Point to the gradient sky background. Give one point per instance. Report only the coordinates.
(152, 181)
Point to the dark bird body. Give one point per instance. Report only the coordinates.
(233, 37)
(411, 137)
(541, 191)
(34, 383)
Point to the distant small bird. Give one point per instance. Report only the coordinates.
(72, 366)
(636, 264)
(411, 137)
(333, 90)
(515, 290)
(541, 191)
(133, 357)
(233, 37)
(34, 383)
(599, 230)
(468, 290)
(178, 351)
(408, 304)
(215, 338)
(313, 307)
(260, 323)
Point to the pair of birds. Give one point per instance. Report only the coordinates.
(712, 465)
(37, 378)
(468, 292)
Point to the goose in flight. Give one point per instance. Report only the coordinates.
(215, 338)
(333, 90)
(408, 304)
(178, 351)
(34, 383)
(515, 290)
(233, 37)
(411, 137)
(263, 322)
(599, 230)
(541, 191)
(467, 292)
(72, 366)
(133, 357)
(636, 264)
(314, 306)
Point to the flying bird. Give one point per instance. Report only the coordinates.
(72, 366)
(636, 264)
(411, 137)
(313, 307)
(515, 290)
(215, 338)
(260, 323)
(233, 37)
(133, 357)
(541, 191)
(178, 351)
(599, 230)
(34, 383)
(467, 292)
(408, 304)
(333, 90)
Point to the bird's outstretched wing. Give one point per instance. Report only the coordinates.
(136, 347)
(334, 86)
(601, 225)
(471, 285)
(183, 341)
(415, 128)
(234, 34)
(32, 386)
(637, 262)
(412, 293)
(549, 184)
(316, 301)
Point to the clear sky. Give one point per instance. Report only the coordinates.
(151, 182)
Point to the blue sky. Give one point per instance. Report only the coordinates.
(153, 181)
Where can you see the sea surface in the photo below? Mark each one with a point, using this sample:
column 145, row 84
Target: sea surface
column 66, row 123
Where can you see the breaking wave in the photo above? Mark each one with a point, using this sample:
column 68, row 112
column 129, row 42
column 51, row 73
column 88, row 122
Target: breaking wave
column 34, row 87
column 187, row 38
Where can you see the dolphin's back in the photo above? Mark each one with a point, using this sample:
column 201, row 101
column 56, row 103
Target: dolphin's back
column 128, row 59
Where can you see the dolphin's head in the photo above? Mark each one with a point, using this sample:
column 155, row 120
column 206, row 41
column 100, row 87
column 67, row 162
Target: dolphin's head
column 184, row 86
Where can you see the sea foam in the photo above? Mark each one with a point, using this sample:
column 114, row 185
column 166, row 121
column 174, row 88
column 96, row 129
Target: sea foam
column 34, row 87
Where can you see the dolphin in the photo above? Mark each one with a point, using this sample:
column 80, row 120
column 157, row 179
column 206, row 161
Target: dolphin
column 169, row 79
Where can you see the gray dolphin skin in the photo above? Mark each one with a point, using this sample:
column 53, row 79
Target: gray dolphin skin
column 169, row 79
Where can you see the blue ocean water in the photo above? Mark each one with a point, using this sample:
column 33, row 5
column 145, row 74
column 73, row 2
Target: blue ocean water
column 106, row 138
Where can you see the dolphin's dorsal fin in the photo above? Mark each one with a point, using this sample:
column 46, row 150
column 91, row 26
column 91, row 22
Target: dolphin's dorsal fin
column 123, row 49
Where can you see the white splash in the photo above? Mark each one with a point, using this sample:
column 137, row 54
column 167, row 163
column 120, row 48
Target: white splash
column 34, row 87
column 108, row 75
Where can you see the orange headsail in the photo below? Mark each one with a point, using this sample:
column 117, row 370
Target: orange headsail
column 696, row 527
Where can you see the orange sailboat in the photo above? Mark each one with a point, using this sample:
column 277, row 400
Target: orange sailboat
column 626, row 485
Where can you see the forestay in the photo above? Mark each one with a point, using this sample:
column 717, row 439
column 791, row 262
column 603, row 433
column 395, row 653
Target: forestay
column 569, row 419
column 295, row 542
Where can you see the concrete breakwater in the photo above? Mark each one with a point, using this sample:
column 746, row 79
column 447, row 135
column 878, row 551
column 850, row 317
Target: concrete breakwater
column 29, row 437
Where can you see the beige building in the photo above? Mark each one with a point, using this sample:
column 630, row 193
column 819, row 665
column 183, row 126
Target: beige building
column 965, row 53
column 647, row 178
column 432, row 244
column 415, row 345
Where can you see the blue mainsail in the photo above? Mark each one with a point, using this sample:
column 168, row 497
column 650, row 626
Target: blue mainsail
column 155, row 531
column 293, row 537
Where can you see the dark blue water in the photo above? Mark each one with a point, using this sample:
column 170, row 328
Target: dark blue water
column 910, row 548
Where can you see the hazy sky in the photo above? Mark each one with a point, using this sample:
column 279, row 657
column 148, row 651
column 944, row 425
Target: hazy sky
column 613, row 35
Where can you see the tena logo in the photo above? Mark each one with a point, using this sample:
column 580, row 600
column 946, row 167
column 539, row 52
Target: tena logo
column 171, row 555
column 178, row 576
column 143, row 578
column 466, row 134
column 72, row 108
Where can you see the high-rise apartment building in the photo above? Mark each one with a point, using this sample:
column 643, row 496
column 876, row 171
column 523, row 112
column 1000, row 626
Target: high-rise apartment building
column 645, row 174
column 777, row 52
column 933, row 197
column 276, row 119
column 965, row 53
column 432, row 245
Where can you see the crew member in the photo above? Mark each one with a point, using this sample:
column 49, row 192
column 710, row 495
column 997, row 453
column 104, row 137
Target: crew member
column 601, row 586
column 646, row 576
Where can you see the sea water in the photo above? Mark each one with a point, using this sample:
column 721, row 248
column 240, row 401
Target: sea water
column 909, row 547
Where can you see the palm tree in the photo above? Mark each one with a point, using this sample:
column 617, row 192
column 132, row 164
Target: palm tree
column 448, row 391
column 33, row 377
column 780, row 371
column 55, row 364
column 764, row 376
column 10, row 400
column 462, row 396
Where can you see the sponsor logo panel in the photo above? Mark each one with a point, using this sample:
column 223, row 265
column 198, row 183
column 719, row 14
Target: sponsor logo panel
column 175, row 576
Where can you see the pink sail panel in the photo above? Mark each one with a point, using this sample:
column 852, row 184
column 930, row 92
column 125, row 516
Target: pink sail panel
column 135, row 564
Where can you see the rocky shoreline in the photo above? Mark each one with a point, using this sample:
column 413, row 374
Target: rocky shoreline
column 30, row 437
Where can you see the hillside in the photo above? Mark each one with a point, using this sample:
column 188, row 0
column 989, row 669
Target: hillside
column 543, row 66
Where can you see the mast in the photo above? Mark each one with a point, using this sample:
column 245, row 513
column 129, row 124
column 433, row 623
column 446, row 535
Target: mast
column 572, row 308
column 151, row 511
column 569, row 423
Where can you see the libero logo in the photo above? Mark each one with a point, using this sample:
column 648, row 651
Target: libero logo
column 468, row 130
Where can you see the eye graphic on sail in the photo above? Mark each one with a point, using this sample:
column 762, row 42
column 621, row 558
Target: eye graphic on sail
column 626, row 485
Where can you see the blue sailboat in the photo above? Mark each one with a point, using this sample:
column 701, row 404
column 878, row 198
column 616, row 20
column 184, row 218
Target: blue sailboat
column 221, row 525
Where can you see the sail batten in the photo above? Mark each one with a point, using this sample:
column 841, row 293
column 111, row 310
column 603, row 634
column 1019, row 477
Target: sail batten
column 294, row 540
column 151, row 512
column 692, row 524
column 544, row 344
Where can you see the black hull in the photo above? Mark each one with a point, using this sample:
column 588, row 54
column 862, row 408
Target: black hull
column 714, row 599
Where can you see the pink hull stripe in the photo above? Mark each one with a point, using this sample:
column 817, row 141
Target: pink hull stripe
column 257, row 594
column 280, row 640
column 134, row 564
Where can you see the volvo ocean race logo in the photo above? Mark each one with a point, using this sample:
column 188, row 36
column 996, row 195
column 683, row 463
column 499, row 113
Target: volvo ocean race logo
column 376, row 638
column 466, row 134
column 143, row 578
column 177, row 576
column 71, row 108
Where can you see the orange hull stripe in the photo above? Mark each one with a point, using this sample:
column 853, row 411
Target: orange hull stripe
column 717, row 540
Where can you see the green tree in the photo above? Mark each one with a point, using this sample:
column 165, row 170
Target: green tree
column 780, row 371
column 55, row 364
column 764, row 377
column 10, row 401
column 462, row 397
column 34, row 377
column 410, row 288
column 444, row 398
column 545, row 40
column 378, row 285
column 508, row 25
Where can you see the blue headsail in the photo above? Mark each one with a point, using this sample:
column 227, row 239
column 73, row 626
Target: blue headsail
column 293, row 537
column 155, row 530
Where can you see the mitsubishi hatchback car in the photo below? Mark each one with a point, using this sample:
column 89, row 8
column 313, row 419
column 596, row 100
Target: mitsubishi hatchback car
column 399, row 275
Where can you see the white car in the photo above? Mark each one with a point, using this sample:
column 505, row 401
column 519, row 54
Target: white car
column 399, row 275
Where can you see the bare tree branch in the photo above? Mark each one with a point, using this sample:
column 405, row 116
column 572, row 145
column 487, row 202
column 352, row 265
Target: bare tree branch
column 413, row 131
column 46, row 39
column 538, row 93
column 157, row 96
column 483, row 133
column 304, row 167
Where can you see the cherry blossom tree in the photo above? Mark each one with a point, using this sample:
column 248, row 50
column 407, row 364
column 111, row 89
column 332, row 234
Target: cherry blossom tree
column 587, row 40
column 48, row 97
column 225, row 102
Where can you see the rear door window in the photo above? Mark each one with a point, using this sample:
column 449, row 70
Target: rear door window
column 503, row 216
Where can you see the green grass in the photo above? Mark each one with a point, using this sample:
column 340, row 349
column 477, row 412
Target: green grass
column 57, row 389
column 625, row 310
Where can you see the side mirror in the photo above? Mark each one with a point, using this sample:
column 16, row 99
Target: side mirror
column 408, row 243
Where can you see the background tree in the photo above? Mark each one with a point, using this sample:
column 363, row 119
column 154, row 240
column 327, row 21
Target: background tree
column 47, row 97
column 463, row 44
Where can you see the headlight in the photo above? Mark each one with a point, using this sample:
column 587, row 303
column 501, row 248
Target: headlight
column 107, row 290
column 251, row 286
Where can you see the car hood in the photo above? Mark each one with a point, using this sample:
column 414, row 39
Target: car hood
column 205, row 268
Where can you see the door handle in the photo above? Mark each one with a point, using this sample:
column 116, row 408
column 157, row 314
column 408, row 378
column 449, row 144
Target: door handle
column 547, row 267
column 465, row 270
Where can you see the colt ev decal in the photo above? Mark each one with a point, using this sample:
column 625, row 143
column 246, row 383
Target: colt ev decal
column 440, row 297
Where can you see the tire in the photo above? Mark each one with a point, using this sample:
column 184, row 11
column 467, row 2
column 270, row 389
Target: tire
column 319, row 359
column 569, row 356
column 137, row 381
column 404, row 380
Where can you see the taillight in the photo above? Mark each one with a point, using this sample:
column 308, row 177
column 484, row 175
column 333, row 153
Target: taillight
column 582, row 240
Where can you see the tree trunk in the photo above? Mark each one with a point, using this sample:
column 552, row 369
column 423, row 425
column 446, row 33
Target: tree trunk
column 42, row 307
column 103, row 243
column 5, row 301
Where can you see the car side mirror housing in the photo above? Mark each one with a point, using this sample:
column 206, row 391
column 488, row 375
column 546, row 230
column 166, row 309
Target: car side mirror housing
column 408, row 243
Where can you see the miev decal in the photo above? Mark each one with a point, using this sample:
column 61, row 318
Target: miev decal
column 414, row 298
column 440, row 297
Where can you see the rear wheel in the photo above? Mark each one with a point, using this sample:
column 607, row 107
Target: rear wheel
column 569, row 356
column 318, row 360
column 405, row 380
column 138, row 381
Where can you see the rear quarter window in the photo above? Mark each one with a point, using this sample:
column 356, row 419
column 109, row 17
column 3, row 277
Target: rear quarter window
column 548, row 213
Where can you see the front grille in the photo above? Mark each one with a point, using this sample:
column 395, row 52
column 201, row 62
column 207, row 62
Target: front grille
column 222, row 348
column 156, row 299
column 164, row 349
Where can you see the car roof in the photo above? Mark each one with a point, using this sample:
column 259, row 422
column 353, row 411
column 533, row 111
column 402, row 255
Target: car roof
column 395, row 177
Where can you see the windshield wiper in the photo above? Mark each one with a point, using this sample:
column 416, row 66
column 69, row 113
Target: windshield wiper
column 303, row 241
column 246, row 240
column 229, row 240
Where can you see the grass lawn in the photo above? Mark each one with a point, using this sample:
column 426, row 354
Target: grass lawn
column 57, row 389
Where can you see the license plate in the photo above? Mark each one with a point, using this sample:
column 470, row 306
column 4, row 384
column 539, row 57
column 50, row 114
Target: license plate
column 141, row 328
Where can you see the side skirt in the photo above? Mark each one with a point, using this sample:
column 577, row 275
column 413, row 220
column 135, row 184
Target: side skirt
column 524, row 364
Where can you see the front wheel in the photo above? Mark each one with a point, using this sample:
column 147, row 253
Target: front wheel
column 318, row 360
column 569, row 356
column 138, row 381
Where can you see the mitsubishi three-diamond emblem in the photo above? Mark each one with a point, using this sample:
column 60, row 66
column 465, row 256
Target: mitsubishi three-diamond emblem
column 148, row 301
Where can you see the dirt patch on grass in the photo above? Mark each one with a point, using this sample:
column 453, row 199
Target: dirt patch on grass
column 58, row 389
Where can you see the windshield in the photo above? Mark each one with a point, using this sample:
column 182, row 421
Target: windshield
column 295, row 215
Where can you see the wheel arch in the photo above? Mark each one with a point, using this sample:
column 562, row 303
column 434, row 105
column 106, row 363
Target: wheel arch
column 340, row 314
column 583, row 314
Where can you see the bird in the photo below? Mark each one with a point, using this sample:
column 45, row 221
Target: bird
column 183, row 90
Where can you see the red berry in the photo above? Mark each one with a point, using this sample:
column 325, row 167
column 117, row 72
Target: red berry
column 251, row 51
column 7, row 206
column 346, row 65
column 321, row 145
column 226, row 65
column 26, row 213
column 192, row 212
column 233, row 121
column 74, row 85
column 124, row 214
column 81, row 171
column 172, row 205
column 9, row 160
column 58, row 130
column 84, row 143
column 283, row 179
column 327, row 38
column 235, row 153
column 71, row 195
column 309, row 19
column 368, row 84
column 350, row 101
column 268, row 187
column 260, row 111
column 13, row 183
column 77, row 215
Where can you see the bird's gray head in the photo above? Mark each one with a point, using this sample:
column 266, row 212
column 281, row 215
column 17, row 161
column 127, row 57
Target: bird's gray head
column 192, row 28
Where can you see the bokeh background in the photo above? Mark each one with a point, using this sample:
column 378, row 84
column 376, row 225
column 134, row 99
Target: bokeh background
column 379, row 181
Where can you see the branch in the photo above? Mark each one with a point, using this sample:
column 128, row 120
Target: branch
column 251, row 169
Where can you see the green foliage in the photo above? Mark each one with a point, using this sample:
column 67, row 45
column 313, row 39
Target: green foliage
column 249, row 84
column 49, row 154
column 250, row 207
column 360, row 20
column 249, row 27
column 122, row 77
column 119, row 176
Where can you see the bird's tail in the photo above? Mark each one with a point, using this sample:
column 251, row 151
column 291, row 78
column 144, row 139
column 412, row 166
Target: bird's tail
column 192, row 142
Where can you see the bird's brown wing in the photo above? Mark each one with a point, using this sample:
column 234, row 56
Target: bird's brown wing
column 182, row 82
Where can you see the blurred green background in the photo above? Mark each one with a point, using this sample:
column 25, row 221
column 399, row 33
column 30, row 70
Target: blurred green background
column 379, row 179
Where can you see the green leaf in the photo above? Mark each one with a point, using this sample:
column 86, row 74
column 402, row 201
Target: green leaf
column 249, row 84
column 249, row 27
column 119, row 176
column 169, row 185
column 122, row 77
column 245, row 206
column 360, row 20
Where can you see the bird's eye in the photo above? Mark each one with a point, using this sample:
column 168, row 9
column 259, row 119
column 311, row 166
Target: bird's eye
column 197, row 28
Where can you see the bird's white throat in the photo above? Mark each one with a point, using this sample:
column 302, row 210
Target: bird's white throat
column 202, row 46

_Task instructions_:
Exactly as written, give the line containing "Where can you see the green leaf" and all remaining lines of the records.

_Solution to the exercise_:
Where can you see the green leaf in the photo above? Mark each one with a point, using this sample:
column 86, row 74
column 402, row 201
Target: green leaf
column 249, row 84
column 249, row 27
column 119, row 176
column 169, row 185
column 122, row 77
column 245, row 206
column 360, row 20
Where can you see the bird's eye in the photo above? Mark each one with a point, using this sample:
column 168, row 9
column 259, row 119
column 311, row 166
Target: bird's eye
column 197, row 28
Where can you see the bird's white throat in the photo above? Mark each one with a point, using this sample:
column 302, row 210
Target: bird's white throat
column 202, row 46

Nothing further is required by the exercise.